== TASK OBJECTIVE ==
Reproduce the material below line for line, with no changes.

** BEGIN GIVEN RECORDS **

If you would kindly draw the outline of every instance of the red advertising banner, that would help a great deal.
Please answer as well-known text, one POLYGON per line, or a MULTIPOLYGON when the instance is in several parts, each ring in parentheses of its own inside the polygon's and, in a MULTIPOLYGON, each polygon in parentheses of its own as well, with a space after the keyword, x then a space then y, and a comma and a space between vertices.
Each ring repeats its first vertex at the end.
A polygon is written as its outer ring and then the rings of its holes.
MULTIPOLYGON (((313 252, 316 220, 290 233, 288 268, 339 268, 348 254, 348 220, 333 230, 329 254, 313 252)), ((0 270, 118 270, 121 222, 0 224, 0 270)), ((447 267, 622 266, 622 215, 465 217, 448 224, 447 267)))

** END GIVEN RECORDS **

== TASK RESPONSE ==
If you would kindly draw the outline of every instance of the red advertising banner, that would help a great deal.
Please answer as well-known text, one POLYGON per line, or a MULTIPOLYGON when the instance is in several parts, each ring in parentheses of its own inside the polygon's and, in a MULTIPOLYGON, each polygon in parentheses of its own as well, with a space after the keyword, x then a space then y, and a comma and a space between vertices.
Each ring repeats its first vertex at the end.
A polygon is written as its outer ring and then the rings of its holes.
MULTIPOLYGON (((313 252, 316 220, 290 233, 288 268, 339 268, 348 254, 348 220, 333 230, 329 254, 313 252)), ((0 270, 118 270, 121 222, 0 224, 0 270)), ((447 267, 622 266, 622 215, 465 217, 448 224, 447 267)))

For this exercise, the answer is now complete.